Records for this task ::

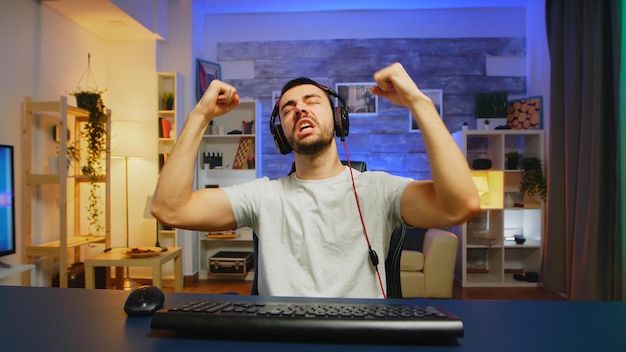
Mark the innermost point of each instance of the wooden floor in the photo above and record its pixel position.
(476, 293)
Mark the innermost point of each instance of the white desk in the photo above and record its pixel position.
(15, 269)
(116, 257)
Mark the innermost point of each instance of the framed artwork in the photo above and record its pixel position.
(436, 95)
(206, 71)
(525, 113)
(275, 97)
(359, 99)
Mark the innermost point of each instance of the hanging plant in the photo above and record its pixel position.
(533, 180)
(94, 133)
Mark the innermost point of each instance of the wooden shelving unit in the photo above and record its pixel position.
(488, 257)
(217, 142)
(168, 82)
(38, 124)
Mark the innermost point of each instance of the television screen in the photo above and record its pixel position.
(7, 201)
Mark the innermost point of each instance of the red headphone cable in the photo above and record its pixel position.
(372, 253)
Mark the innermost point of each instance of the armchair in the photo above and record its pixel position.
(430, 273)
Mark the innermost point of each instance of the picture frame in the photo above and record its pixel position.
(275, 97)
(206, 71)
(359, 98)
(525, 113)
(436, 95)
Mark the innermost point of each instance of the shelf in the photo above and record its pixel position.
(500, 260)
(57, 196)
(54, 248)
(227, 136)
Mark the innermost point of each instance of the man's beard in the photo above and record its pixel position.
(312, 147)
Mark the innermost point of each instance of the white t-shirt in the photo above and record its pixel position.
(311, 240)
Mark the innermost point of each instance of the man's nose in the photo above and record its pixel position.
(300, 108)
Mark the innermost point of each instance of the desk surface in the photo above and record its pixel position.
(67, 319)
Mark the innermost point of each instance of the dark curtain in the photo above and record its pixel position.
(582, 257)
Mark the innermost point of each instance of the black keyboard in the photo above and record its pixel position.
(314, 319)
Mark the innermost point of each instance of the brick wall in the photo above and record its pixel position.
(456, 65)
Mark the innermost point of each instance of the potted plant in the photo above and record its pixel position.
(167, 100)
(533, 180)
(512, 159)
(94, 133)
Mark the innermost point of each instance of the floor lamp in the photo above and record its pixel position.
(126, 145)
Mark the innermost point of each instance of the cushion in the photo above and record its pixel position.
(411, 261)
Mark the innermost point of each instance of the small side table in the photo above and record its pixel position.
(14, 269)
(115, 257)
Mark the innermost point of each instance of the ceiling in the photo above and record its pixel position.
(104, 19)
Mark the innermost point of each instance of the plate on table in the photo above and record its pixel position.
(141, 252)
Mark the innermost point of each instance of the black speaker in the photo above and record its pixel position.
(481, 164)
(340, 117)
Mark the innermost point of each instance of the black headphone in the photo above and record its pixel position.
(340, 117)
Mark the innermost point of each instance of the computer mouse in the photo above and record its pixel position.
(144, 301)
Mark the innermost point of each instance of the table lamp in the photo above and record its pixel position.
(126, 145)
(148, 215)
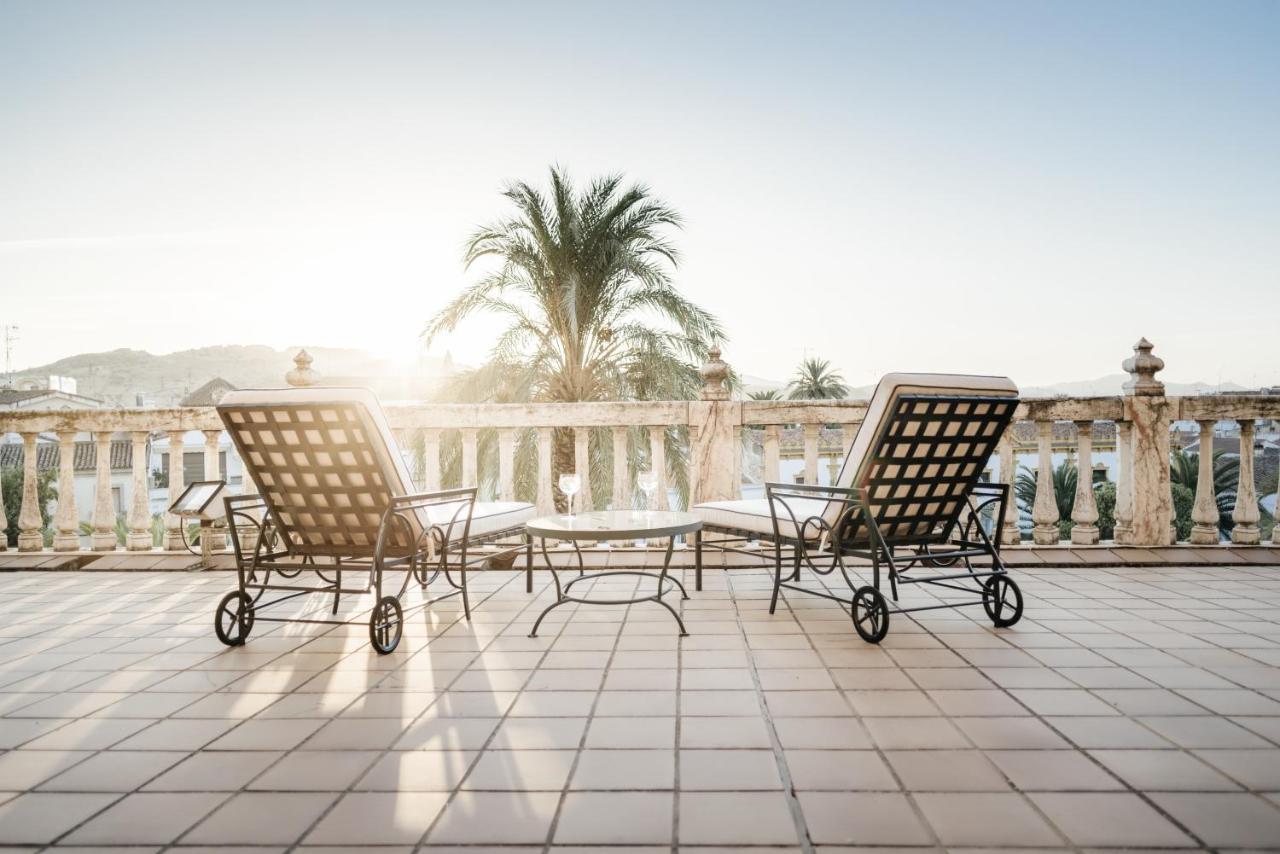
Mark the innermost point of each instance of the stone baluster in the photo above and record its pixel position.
---
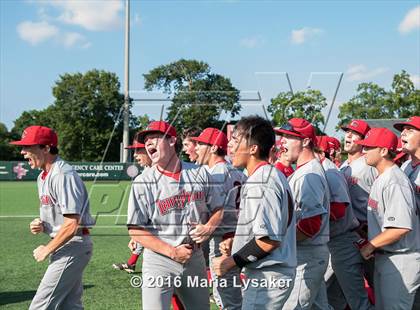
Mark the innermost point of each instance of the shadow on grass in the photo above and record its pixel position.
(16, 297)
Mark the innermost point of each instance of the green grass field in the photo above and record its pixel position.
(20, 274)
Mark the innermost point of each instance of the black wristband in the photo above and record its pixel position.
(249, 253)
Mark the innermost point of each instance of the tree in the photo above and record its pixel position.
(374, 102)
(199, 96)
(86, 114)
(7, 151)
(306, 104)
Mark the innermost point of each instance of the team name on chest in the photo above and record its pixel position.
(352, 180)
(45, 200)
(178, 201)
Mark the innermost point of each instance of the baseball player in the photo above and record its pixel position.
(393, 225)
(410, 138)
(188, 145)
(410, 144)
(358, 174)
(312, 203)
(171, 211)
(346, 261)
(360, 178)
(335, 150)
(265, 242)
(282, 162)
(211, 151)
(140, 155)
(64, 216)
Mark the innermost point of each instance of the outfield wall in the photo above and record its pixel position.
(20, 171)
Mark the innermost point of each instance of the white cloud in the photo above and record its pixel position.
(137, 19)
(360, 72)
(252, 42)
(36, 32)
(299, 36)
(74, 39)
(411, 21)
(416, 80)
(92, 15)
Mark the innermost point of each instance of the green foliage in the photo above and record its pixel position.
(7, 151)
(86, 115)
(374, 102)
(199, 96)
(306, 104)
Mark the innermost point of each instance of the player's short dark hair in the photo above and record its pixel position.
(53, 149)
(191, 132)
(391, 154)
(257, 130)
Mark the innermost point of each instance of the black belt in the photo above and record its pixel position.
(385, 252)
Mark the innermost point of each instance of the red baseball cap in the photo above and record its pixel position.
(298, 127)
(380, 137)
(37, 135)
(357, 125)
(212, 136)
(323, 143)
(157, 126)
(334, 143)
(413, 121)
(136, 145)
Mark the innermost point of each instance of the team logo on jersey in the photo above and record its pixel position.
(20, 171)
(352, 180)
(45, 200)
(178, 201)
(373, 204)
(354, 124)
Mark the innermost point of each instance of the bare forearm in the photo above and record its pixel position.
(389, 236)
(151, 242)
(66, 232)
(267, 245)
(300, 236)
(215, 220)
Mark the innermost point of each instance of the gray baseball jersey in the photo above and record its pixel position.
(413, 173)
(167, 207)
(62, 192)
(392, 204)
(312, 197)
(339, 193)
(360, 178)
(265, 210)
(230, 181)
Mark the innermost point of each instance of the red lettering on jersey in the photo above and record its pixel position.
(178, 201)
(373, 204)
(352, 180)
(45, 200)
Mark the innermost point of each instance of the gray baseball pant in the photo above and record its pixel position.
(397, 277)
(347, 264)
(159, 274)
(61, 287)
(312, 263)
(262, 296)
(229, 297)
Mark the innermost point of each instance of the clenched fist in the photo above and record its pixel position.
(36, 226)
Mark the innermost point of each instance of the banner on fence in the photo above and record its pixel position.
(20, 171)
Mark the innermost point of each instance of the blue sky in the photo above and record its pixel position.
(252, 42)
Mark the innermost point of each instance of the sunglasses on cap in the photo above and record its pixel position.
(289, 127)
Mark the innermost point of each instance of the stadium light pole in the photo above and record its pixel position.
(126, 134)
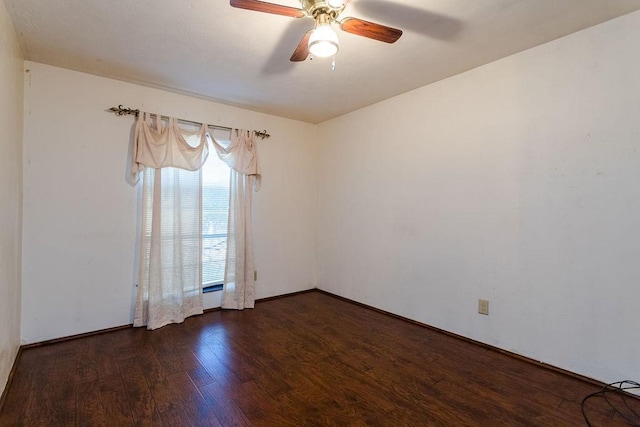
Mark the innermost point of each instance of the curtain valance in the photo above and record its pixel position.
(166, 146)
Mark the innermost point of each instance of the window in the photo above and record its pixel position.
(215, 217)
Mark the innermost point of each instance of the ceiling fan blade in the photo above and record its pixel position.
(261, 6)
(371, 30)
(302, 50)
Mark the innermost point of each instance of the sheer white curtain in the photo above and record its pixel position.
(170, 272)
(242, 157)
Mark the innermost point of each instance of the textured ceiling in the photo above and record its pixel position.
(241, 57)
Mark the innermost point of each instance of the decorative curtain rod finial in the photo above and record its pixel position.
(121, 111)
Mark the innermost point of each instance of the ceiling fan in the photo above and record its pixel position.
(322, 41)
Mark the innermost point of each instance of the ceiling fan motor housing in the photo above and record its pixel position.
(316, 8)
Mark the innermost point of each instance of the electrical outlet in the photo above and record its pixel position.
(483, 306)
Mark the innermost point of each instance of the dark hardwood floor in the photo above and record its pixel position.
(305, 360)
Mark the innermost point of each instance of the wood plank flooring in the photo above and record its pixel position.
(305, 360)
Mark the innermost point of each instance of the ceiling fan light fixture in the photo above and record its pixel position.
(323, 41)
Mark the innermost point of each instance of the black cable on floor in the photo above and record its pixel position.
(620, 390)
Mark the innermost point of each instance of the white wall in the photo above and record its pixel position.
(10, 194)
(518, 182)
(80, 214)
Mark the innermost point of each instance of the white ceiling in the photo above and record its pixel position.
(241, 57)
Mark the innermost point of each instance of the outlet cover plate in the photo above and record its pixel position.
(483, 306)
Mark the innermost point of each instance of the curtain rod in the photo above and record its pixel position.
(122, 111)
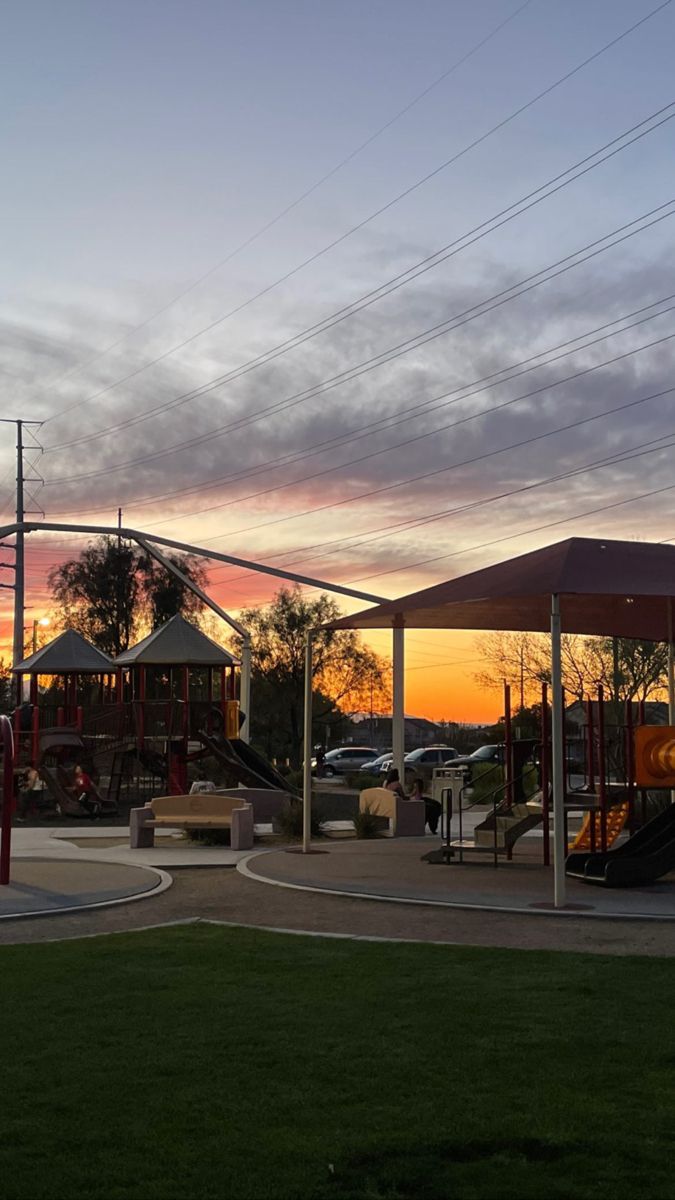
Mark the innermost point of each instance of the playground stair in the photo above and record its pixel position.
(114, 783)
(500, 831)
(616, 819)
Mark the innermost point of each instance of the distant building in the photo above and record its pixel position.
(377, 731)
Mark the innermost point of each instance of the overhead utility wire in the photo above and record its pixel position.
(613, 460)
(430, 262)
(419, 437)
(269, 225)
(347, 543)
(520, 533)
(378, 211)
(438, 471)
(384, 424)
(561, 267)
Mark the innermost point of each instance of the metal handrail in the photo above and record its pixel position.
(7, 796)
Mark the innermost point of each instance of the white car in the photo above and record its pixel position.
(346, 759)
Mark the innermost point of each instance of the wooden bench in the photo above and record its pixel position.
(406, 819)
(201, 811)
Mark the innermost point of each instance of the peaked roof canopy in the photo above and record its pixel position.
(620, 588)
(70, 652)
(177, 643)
...
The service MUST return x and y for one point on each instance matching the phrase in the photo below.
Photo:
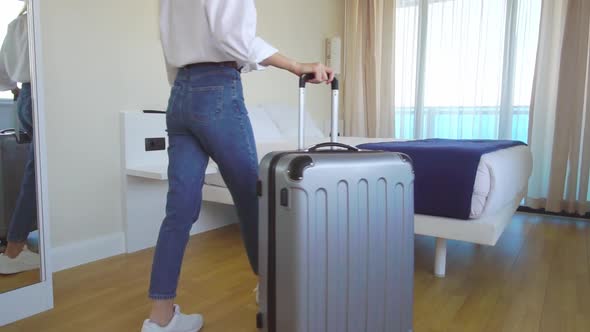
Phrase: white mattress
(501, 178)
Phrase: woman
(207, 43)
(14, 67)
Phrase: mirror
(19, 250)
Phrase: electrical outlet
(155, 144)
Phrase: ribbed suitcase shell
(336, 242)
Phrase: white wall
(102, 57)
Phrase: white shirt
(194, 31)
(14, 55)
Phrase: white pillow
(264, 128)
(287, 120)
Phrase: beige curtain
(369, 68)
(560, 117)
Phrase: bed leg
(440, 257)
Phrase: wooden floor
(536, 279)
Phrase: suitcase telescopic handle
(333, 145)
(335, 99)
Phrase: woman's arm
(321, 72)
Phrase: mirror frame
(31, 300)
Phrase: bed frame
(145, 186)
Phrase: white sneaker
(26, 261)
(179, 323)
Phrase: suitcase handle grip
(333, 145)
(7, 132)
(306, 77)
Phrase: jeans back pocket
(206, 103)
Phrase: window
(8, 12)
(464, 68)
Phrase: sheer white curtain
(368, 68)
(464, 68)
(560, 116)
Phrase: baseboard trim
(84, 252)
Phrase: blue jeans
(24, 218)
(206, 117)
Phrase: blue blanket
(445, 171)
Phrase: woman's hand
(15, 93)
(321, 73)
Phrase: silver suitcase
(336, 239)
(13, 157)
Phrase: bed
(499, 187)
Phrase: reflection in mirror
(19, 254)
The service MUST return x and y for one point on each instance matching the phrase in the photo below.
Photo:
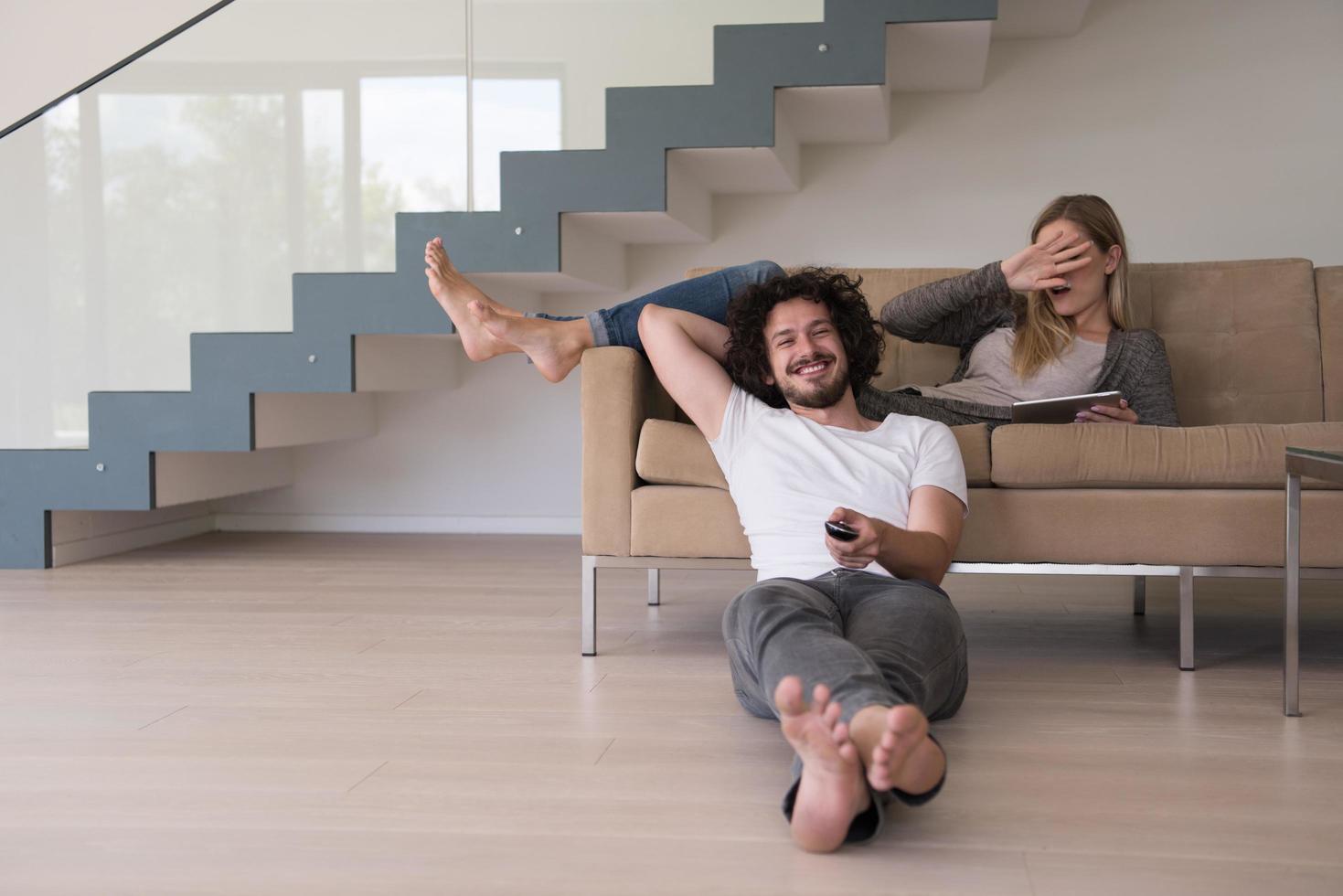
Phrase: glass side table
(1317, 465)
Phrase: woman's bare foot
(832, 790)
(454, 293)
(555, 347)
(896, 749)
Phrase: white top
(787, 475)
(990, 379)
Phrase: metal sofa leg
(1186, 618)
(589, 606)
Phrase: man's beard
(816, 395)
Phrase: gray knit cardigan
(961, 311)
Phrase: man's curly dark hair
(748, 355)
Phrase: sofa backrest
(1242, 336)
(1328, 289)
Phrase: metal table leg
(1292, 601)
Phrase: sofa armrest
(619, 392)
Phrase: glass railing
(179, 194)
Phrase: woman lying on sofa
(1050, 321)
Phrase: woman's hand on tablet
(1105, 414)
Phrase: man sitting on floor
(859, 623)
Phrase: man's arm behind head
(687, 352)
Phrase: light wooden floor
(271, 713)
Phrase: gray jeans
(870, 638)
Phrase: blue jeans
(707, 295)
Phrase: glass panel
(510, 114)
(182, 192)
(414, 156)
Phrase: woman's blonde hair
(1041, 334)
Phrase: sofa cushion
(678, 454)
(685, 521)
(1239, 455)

How to complete this task ::
Pictures do not belong in the answer. Return the lines above starting at the one with "Mark the innermost point of each instance of the black speaker" and ending at the one with "Mark the innermost point of each instance of the stone", both kept, exactly.

Output for this exercise ::
Mark the innermost point of each instance of the black speaker in the photo above and record its pixel position.
(481, 164)
(340, 117)
Mark the innermost point of each instance of the black headphone in the photo above and record its pixel position.
(340, 117)
Mark the innermost point of each instance of the computer mouse in the photo above and record its pixel position.
(144, 301)
Mark the innermost point of each instance of the table lamp in the photo above and record its pixel position.
(126, 145)
(148, 215)
Mark the innermost point of each instance of the stone baluster in the photo above and record its pixel position.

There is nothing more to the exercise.